> _Work instruction 1_:
Summarize the bartender profile in two sentences.
> _Work instruction 2_:
Transcribe the bartender profile from "After returning to" up to and including "at Welcome Diner.".

> _Document extract_:
Last modified on May 5th, 2017 at 11:02 am
Mansager ventured to Portland for a couple of years and tended bar at establishments such as The Woodsman Tavern, The Bent Brick, and Dig A Pony. Afterwards, he spent a year in New York at The Long Island Bar, Nitecap, and Lucky Dog.
After returning to Tucson, Mansager gained additional experience at Agustin Kitchen, Penca, Tap & Bottle, and Tough Luck Club. Now’s he’s settled with a wife and new home while crafting drinks at Welcome Diner.
1) What was the first dish you had that changed your perspective on food?
My attitude of food and drink has definitely been a natural and organic evolution over my brief lifetime. But if I had to pin down a particular aha moment I have to talk about my time at The Bent Brick in Portland, Oregon. More than once the creative and beautiful food of head chef Will Preisch made me shout out loud with glee. Literally. However my experience there went beyond the food. Every single aspect of that restaurant was world class and extremely formative in my composition as a bartender and restaurant professional. Scott Dolich had compiled an amazing team of front and back of house employees. I learned so much and truly refined my skills behind the bar and in a restaurant in general. The level of hospitality, service, cleanliness, efficiency, and respect for ingredients that I learned there I certainly try to share with everyone I work with.

> _Data_:
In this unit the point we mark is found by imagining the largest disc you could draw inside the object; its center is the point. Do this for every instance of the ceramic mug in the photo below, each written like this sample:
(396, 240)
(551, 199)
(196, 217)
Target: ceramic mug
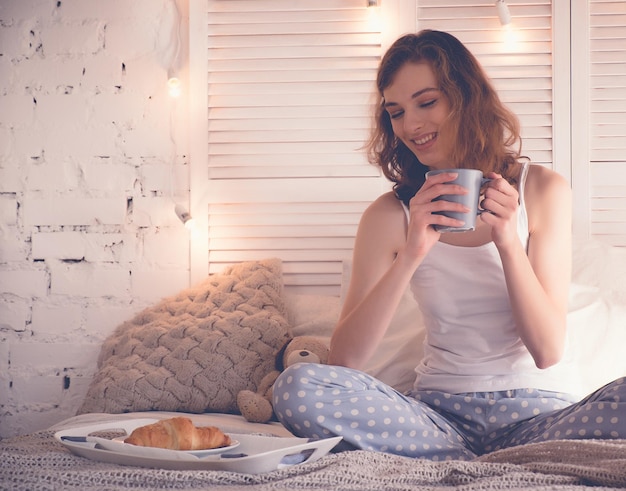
(473, 181)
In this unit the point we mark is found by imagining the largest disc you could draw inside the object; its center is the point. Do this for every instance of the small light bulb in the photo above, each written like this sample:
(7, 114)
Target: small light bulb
(174, 86)
(503, 12)
(184, 216)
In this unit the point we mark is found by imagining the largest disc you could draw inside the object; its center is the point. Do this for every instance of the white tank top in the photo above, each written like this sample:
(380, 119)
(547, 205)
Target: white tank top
(471, 343)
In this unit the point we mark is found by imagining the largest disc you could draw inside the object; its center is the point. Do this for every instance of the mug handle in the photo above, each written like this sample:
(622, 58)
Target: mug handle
(483, 181)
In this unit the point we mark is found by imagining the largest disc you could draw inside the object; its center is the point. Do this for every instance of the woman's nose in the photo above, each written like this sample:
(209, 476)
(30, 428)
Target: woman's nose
(412, 122)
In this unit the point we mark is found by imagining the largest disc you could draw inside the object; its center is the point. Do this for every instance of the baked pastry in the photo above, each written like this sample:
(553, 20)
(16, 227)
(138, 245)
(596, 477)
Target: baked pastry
(178, 434)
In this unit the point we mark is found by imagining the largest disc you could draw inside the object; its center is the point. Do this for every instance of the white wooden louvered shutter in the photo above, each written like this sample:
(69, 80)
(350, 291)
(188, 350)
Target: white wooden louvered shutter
(606, 118)
(519, 61)
(289, 94)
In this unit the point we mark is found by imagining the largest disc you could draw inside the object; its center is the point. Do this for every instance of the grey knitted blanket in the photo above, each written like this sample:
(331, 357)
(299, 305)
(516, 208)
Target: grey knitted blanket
(39, 462)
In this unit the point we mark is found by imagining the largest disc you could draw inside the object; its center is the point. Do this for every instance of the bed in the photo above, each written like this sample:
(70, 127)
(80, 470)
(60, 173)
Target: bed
(152, 368)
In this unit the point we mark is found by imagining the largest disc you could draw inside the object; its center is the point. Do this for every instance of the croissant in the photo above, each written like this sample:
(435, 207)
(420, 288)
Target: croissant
(178, 434)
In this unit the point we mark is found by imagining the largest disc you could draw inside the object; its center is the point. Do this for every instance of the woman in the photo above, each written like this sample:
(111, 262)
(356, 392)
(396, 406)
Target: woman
(494, 299)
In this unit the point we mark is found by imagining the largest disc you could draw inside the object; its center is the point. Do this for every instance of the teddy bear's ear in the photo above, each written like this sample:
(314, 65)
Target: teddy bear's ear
(279, 363)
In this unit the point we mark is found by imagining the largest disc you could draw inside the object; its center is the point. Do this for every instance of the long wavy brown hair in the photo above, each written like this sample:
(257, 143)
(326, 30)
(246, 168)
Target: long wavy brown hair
(483, 133)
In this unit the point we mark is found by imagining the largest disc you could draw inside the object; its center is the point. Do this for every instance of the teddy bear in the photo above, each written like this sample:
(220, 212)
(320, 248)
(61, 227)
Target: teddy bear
(257, 407)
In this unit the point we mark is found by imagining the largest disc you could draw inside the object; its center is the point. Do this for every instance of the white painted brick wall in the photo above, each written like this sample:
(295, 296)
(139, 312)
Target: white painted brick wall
(93, 159)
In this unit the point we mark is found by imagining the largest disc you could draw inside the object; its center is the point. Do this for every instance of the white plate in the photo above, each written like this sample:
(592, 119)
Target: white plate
(117, 445)
(255, 455)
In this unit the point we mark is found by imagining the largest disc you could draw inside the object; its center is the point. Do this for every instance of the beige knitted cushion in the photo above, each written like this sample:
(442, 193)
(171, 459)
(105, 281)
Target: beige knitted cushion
(196, 350)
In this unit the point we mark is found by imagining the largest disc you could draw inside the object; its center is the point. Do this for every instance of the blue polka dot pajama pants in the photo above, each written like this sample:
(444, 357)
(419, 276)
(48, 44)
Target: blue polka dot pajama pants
(321, 401)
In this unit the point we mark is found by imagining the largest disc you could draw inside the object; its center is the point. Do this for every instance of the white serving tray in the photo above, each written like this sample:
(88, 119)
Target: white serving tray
(255, 454)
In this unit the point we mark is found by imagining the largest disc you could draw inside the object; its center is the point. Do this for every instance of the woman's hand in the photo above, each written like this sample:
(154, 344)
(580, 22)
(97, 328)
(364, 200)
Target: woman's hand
(500, 202)
(422, 235)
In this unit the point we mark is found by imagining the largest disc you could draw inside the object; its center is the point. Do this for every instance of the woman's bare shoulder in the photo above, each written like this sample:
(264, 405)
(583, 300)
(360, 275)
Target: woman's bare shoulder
(384, 221)
(545, 186)
(548, 198)
(385, 207)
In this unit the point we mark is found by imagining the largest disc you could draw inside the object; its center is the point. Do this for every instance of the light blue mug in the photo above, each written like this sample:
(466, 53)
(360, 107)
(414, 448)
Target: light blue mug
(473, 181)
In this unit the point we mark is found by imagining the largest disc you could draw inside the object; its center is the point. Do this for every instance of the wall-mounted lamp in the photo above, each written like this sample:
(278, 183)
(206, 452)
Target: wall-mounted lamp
(503, 12)
(184, 216)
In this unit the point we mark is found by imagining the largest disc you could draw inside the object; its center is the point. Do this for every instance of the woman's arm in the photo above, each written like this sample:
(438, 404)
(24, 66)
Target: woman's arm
(538, 279)
(377, 283)
(387, 252)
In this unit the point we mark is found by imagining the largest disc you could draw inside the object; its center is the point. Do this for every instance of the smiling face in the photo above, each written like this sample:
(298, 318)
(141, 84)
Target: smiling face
(418, 109)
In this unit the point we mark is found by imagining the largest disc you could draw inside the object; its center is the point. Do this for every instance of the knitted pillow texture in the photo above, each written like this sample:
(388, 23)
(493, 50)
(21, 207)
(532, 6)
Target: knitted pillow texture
(195, 351)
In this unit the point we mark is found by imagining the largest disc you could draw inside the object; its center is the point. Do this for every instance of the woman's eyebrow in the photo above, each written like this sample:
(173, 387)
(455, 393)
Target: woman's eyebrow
(413, 96)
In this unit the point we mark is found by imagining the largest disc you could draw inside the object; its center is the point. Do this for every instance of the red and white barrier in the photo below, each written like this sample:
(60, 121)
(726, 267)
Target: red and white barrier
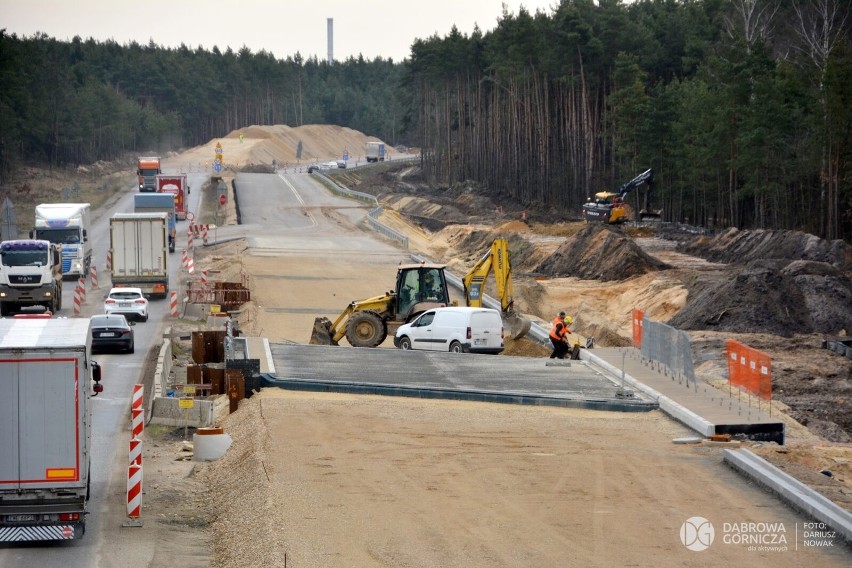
(78, 300)
(138, 397)
(138, 423)
(134, 491)
(135, 454)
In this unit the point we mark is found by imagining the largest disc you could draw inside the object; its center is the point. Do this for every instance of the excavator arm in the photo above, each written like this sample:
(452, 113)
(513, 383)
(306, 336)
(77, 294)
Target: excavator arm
(496, 260)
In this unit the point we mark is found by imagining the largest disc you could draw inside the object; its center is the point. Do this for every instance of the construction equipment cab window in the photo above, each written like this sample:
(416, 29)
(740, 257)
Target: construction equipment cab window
(420, 286)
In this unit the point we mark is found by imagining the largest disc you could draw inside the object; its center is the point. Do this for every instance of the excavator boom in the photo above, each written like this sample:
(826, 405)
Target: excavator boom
(496, 260)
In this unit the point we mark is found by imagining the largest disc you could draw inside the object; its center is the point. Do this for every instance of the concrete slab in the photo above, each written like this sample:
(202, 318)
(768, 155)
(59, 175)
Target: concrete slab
(494, 378)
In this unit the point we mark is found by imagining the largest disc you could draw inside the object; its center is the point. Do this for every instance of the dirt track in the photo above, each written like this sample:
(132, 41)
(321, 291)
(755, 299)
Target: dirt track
(331, 480)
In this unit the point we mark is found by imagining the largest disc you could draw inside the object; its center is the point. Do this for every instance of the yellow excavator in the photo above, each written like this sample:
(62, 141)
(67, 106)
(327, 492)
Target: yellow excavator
(496, 260)
(420, 287)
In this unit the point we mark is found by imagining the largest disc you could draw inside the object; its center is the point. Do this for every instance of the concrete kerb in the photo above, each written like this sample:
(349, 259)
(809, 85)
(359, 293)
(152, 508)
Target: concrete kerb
(790, 490)
(667, 405)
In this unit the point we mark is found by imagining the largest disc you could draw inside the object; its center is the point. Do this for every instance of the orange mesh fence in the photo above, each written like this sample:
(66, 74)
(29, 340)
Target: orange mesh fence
(749, 369)
(638, 315)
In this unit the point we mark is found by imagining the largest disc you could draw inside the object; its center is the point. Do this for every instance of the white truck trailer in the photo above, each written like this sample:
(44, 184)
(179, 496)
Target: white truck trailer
(67, 224)
(139, 245)
(30, 275)
(46, 376)
(375, 152)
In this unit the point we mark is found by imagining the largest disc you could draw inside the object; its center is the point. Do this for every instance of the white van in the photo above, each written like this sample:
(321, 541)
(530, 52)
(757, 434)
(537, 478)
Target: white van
(453, 329)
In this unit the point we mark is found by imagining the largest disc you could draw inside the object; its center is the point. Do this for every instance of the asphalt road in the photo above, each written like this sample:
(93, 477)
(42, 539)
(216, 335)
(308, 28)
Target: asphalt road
(105, 542)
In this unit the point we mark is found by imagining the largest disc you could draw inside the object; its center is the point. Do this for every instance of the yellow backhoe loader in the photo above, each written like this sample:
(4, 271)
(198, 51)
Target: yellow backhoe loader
(420, 287)
(366, 323)
(496, 260)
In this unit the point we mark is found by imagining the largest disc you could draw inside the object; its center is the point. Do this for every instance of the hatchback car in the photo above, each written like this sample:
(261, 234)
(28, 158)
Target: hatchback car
(128, 302)
(111, 331)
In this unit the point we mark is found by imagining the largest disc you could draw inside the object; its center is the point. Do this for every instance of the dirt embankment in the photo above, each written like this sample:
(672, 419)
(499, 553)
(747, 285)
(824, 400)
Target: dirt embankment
(778, 291)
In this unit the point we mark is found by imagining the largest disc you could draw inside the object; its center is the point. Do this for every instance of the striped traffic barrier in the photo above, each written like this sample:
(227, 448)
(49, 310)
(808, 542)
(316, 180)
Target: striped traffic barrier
(134, 491)
(138, 423)
(135, 454)
(77, 300)
(137, 399)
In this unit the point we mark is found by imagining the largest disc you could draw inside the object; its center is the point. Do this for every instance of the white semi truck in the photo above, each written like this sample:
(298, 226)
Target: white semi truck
(46, 377)
(139, 245)
(375, 152)
(67, 224)
(30, 275)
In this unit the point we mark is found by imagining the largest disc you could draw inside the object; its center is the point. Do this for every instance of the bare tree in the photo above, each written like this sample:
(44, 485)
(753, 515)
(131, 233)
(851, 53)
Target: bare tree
(820, 25)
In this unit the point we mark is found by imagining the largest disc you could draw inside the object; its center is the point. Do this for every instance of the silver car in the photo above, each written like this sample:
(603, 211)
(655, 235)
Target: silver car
(129, 302)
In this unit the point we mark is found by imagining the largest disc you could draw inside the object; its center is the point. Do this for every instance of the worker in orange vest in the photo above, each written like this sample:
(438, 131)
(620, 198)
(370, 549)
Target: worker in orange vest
(559, 335)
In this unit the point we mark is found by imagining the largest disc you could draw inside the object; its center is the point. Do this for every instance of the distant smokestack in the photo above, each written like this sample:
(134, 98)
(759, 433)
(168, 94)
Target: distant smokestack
(330, 41)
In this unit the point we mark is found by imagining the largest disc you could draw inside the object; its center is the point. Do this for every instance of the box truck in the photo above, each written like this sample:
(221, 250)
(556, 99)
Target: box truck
(30, 275)
(175, 184)
(158, 203)
(67, 224)
(139, 246)
(375, 152)
(47, 378)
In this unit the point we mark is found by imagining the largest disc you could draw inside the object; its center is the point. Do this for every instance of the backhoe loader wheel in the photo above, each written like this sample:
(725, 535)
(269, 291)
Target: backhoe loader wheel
(366, 329)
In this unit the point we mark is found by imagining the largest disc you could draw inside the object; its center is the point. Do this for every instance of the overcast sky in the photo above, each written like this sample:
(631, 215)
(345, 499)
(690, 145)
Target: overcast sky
(284, 27)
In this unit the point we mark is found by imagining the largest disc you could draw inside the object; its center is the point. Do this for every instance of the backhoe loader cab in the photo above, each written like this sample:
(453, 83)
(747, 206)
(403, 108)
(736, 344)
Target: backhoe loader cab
(366, 323)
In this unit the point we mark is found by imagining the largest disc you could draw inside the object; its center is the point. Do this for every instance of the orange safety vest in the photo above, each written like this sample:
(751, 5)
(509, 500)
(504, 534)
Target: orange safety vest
(558, 335)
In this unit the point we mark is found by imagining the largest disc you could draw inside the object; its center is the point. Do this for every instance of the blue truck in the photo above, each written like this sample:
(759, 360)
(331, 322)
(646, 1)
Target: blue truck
(158, 203)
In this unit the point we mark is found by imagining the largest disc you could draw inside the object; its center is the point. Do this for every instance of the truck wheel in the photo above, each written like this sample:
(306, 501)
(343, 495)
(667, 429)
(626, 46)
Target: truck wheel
(365, 329)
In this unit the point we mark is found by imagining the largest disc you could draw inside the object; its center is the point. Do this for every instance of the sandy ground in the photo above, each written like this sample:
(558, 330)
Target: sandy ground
(335, 480)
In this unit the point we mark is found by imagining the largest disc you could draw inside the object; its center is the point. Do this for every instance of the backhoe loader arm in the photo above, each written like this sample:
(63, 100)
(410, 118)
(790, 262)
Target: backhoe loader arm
(496, 260)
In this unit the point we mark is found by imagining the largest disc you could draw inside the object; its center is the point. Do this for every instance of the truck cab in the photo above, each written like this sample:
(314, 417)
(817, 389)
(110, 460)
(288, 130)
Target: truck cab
(147, 169)
(30, 275)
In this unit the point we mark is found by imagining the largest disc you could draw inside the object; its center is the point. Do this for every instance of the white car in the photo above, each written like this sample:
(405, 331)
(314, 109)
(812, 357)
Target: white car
(129, 302)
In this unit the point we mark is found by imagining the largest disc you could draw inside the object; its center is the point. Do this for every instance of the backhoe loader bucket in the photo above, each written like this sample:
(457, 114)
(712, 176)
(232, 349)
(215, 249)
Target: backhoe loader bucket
(517, 326)
(321, 335)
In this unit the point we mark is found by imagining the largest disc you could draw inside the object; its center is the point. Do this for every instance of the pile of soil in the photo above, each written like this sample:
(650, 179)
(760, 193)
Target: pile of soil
(771, 296)
(735, 246)
(600, 252)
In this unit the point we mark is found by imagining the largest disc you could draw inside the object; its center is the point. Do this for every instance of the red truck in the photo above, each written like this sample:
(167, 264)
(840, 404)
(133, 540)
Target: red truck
(177, 186)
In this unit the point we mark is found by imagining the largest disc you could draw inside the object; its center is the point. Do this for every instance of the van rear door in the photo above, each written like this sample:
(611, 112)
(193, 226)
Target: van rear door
(486, 331)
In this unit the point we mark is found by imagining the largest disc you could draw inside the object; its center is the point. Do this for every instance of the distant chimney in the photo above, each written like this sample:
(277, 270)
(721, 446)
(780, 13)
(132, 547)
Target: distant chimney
(330, 40)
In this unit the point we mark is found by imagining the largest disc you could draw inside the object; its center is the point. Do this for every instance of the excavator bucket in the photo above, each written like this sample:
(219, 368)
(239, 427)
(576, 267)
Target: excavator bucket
(517, 326)
(321, 335)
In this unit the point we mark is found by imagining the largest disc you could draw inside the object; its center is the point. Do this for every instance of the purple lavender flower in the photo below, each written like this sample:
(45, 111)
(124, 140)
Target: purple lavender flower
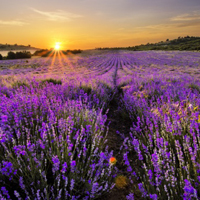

> _Task response 1_:
Mansager tended bar in Portland and then spent a year at bars in New York before returning to Tucson, where he now makes drinks at Welcome Diner. Asked about a dish that changed his view of food, he points to his time at The Bent Brick in Portland, where head chef Will Preisch's food and the restaurant's high standards shaped him as a bartender and restaurant professional.

> _Task response 2_:
After returning to Tucson, Mansager gained additional experience at Agustin Kitchen, Penca, Tap & Bottle, and Tough Luck Club. Now’s he’s settled with a wife and new home while crafting drinks at Welcome Diner.